[start of Data supplied]

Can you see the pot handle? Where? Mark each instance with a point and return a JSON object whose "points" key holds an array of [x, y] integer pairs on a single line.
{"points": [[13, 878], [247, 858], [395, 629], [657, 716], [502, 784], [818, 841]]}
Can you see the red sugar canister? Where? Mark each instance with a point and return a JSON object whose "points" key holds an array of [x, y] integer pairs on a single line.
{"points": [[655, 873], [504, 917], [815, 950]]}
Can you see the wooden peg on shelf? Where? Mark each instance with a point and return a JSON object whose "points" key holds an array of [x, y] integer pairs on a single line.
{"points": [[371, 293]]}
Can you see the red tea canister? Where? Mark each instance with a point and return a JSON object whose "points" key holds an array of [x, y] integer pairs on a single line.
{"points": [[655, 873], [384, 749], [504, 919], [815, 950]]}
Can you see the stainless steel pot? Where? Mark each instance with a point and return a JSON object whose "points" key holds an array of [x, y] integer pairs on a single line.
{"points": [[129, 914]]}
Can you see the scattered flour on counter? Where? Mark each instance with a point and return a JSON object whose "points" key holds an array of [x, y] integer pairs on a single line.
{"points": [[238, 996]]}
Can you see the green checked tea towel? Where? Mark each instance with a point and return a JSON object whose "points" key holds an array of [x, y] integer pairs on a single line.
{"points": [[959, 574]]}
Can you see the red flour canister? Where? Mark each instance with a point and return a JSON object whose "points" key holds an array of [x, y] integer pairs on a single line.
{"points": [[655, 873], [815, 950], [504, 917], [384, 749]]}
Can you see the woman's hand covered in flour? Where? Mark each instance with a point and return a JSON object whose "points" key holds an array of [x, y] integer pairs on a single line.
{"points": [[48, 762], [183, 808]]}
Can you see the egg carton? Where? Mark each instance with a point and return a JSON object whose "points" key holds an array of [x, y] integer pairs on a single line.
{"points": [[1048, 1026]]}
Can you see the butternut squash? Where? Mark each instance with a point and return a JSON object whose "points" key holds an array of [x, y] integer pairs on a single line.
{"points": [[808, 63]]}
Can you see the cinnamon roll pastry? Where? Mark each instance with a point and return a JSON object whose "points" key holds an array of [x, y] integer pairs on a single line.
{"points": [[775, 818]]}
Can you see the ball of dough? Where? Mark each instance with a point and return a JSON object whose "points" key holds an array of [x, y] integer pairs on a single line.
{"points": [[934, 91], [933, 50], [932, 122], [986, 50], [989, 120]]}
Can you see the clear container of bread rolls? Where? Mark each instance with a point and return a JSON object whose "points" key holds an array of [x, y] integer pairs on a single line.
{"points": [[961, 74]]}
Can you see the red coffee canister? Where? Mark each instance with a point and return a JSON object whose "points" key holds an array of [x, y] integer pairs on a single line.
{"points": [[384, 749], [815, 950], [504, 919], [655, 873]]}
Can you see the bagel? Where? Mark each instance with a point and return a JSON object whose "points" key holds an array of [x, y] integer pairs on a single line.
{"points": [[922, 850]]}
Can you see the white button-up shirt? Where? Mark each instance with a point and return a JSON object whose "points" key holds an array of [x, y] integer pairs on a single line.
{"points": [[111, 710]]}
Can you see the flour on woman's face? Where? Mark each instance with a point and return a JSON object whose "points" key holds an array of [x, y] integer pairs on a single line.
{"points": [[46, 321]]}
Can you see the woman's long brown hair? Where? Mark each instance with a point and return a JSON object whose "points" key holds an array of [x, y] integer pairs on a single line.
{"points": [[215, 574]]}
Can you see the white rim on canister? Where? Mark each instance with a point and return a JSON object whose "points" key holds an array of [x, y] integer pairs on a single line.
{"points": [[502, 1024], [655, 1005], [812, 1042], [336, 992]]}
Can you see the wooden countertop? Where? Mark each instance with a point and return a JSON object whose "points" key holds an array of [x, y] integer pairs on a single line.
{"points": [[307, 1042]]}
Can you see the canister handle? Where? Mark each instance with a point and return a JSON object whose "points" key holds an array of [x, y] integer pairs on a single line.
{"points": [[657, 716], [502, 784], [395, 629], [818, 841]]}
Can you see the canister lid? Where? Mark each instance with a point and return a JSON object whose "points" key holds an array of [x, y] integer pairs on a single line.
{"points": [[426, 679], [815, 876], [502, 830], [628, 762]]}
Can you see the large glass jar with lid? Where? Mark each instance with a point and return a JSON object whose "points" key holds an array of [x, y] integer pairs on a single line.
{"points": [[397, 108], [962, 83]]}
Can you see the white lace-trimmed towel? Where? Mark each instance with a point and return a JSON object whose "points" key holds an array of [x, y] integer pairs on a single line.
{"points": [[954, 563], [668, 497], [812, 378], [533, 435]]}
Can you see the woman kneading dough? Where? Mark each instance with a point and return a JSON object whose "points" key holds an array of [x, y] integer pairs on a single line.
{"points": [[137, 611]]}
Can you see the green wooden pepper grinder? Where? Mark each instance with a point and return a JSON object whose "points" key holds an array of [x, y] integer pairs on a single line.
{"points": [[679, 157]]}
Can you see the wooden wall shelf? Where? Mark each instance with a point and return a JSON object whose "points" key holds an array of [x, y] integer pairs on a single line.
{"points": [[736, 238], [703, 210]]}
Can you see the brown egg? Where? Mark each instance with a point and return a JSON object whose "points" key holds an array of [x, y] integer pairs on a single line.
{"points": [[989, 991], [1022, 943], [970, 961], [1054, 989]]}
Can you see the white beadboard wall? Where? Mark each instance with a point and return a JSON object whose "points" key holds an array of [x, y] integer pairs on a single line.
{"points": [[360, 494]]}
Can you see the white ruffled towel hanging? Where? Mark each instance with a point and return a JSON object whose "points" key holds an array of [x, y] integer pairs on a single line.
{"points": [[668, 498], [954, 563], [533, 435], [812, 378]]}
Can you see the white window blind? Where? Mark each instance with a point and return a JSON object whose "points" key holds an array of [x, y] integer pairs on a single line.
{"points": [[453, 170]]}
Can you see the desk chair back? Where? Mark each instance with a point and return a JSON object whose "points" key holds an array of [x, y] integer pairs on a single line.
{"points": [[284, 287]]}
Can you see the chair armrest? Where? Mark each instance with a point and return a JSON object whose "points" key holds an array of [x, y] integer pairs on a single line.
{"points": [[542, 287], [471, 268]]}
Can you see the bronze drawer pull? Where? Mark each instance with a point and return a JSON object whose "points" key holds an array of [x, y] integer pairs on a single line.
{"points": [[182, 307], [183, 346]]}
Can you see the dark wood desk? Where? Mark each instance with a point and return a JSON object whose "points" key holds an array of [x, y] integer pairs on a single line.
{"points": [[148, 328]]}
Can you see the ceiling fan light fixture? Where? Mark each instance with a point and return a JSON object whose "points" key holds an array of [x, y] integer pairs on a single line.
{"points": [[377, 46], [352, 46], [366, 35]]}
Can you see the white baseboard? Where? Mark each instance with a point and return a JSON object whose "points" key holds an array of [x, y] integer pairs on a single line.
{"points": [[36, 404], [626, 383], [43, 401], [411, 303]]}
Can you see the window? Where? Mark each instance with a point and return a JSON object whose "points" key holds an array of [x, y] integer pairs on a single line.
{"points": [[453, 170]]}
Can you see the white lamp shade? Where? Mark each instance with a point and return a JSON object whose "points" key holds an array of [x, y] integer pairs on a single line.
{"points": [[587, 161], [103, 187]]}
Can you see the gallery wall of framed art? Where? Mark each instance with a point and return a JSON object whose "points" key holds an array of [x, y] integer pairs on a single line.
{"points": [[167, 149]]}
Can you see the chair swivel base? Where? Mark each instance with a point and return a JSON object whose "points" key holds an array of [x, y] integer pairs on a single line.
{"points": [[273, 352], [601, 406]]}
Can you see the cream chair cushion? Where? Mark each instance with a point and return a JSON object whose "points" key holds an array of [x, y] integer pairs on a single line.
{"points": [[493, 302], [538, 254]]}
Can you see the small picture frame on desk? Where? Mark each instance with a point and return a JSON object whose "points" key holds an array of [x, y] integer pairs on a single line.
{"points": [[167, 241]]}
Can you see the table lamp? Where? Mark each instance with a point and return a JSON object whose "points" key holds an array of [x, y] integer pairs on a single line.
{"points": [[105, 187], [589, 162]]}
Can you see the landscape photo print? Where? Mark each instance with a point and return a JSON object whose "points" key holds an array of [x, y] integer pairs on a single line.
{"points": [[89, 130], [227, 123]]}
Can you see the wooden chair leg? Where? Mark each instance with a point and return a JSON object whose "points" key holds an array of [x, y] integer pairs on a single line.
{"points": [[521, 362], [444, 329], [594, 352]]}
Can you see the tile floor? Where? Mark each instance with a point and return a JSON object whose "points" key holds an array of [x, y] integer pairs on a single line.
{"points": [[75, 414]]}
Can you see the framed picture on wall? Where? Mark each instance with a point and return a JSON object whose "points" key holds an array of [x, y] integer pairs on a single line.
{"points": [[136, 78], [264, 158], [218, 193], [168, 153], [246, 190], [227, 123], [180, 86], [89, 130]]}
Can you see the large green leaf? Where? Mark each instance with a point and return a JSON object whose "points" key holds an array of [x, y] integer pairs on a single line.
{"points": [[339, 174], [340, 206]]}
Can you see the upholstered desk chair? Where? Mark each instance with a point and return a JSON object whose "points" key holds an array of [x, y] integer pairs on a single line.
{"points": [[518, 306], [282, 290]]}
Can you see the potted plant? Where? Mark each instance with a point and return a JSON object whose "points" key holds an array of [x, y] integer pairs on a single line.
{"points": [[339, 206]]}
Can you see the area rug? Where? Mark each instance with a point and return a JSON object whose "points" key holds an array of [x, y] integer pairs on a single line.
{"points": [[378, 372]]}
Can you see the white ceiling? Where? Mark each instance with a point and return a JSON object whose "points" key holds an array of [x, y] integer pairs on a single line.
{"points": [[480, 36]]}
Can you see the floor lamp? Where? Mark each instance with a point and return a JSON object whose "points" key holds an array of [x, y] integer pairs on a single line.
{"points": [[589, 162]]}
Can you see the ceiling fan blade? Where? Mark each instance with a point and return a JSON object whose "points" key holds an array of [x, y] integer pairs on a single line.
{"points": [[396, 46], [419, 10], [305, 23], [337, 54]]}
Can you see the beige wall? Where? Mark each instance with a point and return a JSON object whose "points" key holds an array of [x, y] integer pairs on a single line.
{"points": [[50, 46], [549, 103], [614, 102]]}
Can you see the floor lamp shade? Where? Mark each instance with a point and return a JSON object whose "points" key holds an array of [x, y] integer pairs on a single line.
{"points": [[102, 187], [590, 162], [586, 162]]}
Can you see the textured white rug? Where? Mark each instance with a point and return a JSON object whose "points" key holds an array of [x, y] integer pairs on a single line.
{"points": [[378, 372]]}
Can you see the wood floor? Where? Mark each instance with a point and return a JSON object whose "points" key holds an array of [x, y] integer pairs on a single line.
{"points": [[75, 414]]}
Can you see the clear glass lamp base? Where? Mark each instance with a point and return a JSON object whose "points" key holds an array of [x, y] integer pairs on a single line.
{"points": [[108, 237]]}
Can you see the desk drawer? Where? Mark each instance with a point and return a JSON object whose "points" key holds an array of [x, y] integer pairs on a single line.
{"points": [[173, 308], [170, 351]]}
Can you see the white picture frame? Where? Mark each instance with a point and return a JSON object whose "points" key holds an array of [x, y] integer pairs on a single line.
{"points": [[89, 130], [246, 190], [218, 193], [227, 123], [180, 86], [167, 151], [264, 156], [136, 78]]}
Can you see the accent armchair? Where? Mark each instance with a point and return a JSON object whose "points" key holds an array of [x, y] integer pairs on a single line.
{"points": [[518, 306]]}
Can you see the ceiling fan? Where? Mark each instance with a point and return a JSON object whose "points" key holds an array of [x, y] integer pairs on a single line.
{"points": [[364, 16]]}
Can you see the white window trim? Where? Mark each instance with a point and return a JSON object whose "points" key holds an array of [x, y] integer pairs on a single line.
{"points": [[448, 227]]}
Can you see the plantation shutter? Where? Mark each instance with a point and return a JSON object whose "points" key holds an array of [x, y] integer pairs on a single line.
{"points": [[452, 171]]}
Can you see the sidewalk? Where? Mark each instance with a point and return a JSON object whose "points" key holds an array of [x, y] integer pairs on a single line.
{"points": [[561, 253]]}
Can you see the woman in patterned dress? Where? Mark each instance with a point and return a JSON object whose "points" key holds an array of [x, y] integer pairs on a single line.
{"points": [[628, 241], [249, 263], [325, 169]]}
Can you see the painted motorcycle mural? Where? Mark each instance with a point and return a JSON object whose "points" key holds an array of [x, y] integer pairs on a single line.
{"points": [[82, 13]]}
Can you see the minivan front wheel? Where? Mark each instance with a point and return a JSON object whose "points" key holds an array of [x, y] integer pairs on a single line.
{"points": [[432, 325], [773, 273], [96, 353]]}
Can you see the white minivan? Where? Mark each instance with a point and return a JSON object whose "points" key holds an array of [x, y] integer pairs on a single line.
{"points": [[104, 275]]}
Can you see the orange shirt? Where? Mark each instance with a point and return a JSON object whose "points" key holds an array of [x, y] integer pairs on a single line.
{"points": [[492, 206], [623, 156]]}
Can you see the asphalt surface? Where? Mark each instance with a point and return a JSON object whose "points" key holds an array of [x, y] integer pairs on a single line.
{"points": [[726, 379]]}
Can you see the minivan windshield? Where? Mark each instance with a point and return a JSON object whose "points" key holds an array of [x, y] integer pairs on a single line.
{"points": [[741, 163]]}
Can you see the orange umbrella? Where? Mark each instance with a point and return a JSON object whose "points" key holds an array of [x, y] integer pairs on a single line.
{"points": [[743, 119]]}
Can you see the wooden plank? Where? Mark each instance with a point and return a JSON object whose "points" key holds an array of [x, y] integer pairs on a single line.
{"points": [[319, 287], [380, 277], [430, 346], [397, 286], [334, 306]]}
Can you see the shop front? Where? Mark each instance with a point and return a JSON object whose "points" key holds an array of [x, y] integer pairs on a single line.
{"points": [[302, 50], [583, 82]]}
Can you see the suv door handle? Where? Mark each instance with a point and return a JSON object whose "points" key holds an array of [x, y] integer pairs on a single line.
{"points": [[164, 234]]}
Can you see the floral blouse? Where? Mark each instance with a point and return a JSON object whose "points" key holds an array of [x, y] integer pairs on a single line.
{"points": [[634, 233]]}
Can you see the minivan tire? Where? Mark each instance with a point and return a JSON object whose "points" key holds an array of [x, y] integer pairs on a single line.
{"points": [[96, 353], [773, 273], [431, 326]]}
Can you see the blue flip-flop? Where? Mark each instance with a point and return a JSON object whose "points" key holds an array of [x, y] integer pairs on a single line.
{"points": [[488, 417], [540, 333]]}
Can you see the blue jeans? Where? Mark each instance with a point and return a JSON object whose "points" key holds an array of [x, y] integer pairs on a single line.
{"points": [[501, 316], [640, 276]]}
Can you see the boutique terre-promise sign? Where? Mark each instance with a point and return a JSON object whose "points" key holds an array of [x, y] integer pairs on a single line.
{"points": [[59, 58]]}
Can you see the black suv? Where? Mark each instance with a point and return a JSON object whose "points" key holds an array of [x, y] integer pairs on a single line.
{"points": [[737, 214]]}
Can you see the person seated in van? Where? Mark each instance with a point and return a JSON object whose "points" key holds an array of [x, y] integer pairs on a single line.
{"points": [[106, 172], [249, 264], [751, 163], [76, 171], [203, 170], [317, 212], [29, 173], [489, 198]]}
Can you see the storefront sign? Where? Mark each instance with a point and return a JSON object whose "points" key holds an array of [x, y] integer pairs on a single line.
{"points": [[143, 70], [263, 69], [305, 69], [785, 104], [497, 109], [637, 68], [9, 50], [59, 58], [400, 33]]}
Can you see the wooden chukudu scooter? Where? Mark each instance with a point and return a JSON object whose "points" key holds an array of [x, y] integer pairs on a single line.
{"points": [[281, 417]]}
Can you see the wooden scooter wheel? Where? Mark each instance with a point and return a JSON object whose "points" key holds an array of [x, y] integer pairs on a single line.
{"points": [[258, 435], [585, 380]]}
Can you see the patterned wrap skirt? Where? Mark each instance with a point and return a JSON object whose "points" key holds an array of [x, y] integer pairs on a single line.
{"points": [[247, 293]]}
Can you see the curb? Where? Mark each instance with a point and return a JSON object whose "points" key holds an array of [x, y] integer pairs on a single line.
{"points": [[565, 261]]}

[end of Data supplied]

Goal
Output the line containing "Can you see the storefront" and all lines after it to the end of the records, exactly as given.

Solution to this task
Can you see the storefront sign? Where? Mark each instance with a point and return a JSON object whose "points" key holds an array of [x, y] integer pairs on a single line.
{"points": [[143, 70], [263, 69], [305, 69], [785, 104], [497, 109], [637, 68], [9, 50], [59, 58], [400, 33]]}
Can you see the wooden chukudu scooter? Where? Mark each instance with a point and return a JSON object whose "points" key holds an array of [x, y] integer pairs on a single line.
{"points": [[281, 417]]}
Can you see the wooden scooter wheel? Where? Mark each instance with a point and return a JSON object whose "points" key holds an array of [x, y] integer pairs on a single line.
{"points": [[258, 435], [585, 380]]}
Can you see the patterned wrap skirt? Where? Mark each instance with a point and return a JSON object whose "points" key holds an array of [x, y] integer pairs on a single line.
{"points": [[247, 293]]}
Can you see the curb? Where? Mark each instance with a point and return a JSON object whose "points" key holds an array of [x, y] integer pairs on a single line.
{"points": [[565, 261]]}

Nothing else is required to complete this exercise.